▶ **Exercise details**
Return every line of the items below as a JSON list of strings, one string per line, skipping blank lines and leaving out the pictures.

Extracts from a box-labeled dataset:
** Begin **

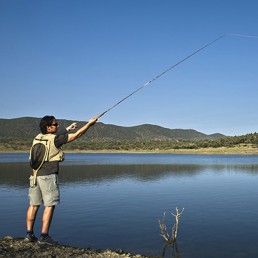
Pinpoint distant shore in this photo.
[0,146,258,155]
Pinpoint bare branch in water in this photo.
[158,208,184,244]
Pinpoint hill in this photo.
[0,117,225,141]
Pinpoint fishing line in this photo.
[97,33,258,118]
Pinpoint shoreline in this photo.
[0,236,154,258]
[0,146,258,155]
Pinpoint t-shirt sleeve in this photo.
[55,133,68,148]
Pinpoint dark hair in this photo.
[39,116,55,134]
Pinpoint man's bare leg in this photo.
[26,205,39,232]
[41,206,55,234]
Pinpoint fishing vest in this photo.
[30,133,64,162]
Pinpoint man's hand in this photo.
[88,116,99,126]
[66,123,77,132]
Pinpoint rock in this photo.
[0,236,155,258]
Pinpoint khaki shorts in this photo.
[28,174,59,206]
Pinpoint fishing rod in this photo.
[97,33,258,118]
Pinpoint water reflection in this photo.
[0,162,258,188]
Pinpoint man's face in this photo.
[47,119,58,133]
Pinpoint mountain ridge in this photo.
[0,117,226,141]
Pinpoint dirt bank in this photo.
[0,236,155,258]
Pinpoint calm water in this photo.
[0,154,258,258]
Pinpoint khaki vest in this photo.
[31,133,64,162]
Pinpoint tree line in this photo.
[0,133,258,151]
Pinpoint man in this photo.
[25,116,100,245]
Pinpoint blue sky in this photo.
[0,0,258,135]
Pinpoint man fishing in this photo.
[25,116,100,245]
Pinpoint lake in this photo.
[0,153,258,258]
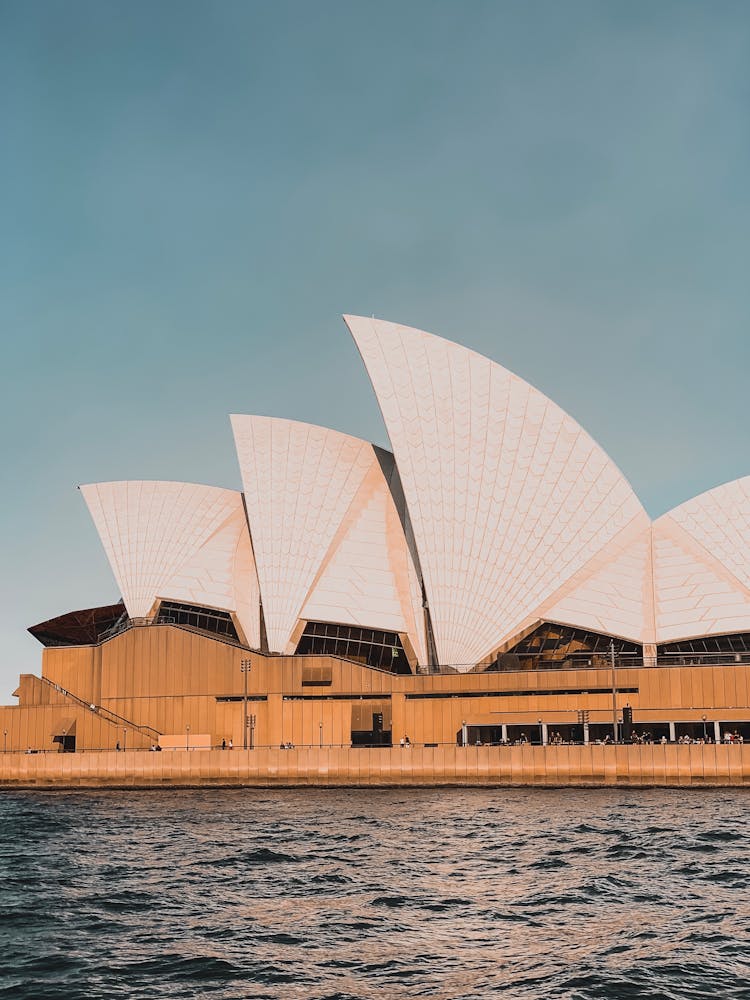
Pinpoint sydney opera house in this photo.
[0,316,750,751]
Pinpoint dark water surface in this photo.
[0,789,750,1000]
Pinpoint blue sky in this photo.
[0,0,750,702]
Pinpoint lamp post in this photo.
[240,660,253,750]
[609,639,618,743]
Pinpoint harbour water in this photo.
[0,788,750,1000]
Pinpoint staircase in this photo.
[40,677,161,743]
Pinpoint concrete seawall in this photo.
[0,744,750,790]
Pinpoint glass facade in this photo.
[157,601,239,642]
[657,632,750,666]
[296,622,412,674]
[494,622,643,670]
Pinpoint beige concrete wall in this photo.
[0,625,750,750]
[0,745,750,788]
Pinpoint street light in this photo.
[609,639,619,743]
[240,660,253,750]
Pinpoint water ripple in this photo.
[0,789,750,1000]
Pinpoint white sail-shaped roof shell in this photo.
[345,317,644,670]
[81,481,260,647]
[232,415,426,662]
[653,477,750,642]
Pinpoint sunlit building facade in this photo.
[0,317,750,749]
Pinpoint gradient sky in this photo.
[0,0,750,702]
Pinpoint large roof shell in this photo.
[81,480,260,648]
[345,316,647,669]
[653,476,750,642]
[232,415,426,662]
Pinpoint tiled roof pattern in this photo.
[232,416,422,652]
[81,480,260,647]
[345,317,643,668]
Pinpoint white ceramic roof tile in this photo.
[345,317,643,669]
[81,481,260,647]
[232,416,425,662]
[539,512,654,643]
[669,476,750,587]
[653,516,750,642]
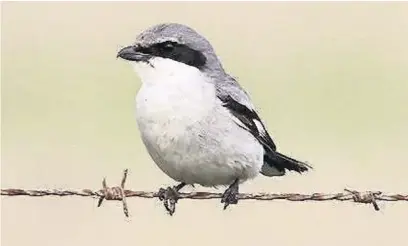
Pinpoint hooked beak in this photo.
[116,45,151,62]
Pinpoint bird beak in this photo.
[116,45,151,62]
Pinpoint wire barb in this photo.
[1,169,408,217]
[98,169,129,217]
[344,189,381,211]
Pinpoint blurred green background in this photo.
[1,2,408,246]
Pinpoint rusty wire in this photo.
[1,169,408,217]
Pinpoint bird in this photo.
[117,23,312,214]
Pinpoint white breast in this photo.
[129,58,263,186]
[135,57,216,135]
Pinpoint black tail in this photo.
[261,151,312,176]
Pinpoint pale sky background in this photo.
[1,2,408,246]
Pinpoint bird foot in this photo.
[158,183,185,215]
[221,180,239,210]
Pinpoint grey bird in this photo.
[117,23,311,214]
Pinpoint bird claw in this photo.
[158,186,179,215]
[221,181,239,210]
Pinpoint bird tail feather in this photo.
[261,151,312,176]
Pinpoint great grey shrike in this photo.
[117,23,311,214]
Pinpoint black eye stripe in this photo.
[136,41,207,69]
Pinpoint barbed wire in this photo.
[1,169,408,217]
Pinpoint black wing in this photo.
[218,95,276,152]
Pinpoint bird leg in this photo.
[221,179,239,210]
[158,183,186,215]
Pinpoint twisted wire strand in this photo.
[1,169,408,216]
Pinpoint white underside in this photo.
[134,58,263,186]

** End **

▶ **Problem solution**
[
  "Pinpoint distant shore in this photo.",
  "[0,146,258,155]",
  "Pinpoint bare branch in water in this photo.",
  "[158,208,184,244]",
  "Pinpoint hill in this photo.",
  "[0,117,225,141]",
  "Pinpoint fishing line in this photo.",
  "[97,33,258,118]",
  "Pinpoint shoreline in this photo.",
  "[0,236,154,258]",
  "[0,146,258,155]",
  "Pinpoint t-shirt sleeve in this photo.",
  "[55,133,68,148]",
  "Pinpoint dark hair in this photo.",
  "[39,116,55,134]",
  "Pinpoint man's bare leg in this photo.",
  "[26,205,39,232]",
  "[41,206,55,234]",
  "Pinpoint fishing vest in this photo.",
  "[30,133,64,162]",
  "Pinpoint man's hand in this photo.",
  "[88,116,99,126]",
  "[66,123,77,132]",
  "Pinpoint rock in this photo.",
  "[0,236,155,258]",
  "Pinpoint khaki shorts in this photo.",
  "[28,174,59,206]",
  "Pinpoint fishing rod in this photo.",
  "[97,33,258,118]",
  "Pinpoint water reflection in this photo.",
  "[0,162,258,188]",
  "Pinpoint man's face in this photo.",
  "[47,119,58,133]",
  "Pinpoint mountain ridge in this photo.",
  "[0,117,226,141]",
  "Pinpoint dirt bank in this photo.",
  "[0,236,155,258]",
  "Pinpoint calm water in this photo.",
  "[0,154,258,258]",
  "Pinpoint khaki vest in this photo.",
  "[31,133,64,162]",
  "Pinpoint tree line in this photo.",
  "[0,133,258,151]",
  "Pinpoint man in this photo.",
  "[25,116,100,245]",
  "Pinpoint blue sky in this photo.",
  "[0,0,258,135]",
  "Pinpoint man fishing in this photo.",
  "[25,116,100,245]",
  "Pinpoint lake in this photo.",
  "[0,153,258,258]",
  "Pinpoint sydney opera house in this photo.",
  "[0,316,750,751]",
  "Pinpoint dark water surface in this photo.",
  "[0,789,750,1000]",
  "Pinpoint blue sky in this photo.",
  "[0,0,750,702]",
  "Pinpoint lamp post in this photo.",
  "[240,660,253,750]",
  "[609,639,618,743]",
  "Pinpoint harbour water in this photo.",
  "[0,788,750,1000]",
  "Pinpoint staircase in this photo.",
  "[40,677,161,743]",
  "Pinpoint concrete seawall in this photo.",
  "[0,744,750,790]",
  "Pinpoint glass facade in this photo.",
  "[157,601,239,642]",
  "[657,632,750,666]",
  "[296,622,412,674]",
  "[494,622,643,670]",
  "Pinpoint beige concrete wall in this photo.",
  "[0,625,750,750]",
  "[0,745,750,788]",
  "Pinpoint street light in this photo.",
  "[609,639,619,743]",
  "[240,660,253,750]",
  "Pinpoint water ripple in this photo.",
  "[0,789,750,1000]",
  "Pinpoint white sail-shaped roof shell in this photo.",
  "[345,317,644,670]",
  "[81,481,260,647]",
  "[232,415,426,662]",
  "[653,477,750,642]",
  "Pinpoint sunlit building facade in this photo.",
  "[0,317,750,749]",
  "Pinpoint gradient sky in this photo.",
  "[0,0,750,702]",
  "Pinpoint large roof shell in this photo.",
  "[81,480,260,648]",
  "[345,316,647,669]",
  "[653,476,750,642]",
  "[232,415,426,662]",
  "Pinpoint tiled roof pattern in this photo.",
  "[232,416,422,652]",
  "[81,480,260,647]",
  "[345,317,643,668]",
  "Pinpoint white ceramic roof tile in this photo.",
  "[345,317,643,669]",
  "[81,481,260,647]",
  "[232,416,425,662]",
  "[539,512,654,643]",
  "[669,476,750,587]",
  "[653,516,750,642]",
  "Pinpoint hooked beak in this photo.",
  "[116,45,151,62]",
  "Pinpoint bird beak in this photo.",
  "[116,45,151,62]",
  "Pinpoint wire barb in this photo.",
  "[1,169,408,217]",
  "[98,169,129,217]",
  "[344,189,381,211]",
  "Pinpoint blurred green background in this photo.",
  "[1,2,408,246]",
  "Pinpoint rusty wire in this photo.",
  "[1,169,408,217]",
  "Pinpoint bird in this photo.",
  "[117,23,312,214]",
  "Pinpoint white breast in this photo.",
  "[129,58,263,186]",
  "[135,57,216,135]",
  "Pinpoint black tail in this photo.",
  "[261,151,312,176]",
  "Pinpoint pale sky background in this photo.",
  "[1,2,408,246]",
  "Pinpoint bird foot in this photo.",
  "[158,183,185,215]",
  "[221,180,239,210]",
  "Pinpoint grey bird in this photo.",
  "[117,23,311,214]",
  "Pinpoint bird claw in this photo.",
  "[158,186,179,215]",
  "[221,181,239,210]",
  "Pinpoint bird tail feather in this photo.",
  "[261,151,312,176]",
  "Pinpoint great grey shrike in this photo.",
  "[117,23,311,214]",
  "Pinpoint black eye stripe in this photo.",
  "[136,41,207,69]",
  "Pinpoint barbed wire in this photo.",
  "[1,169,408,217]",
  "Pinpoint black wing in this photo.",
  "[218,95,276,152]",
  "Pinpoint bird leg in this photo.",
  "[221,179,239,210]",
  "[158,183,186,215]",
  "Pinpoint twisted wire strand in this photo.",
  "[1,169,408,216]",
  "Pinpoint white underside in this photo.",
  "[134,58,263,186]"
]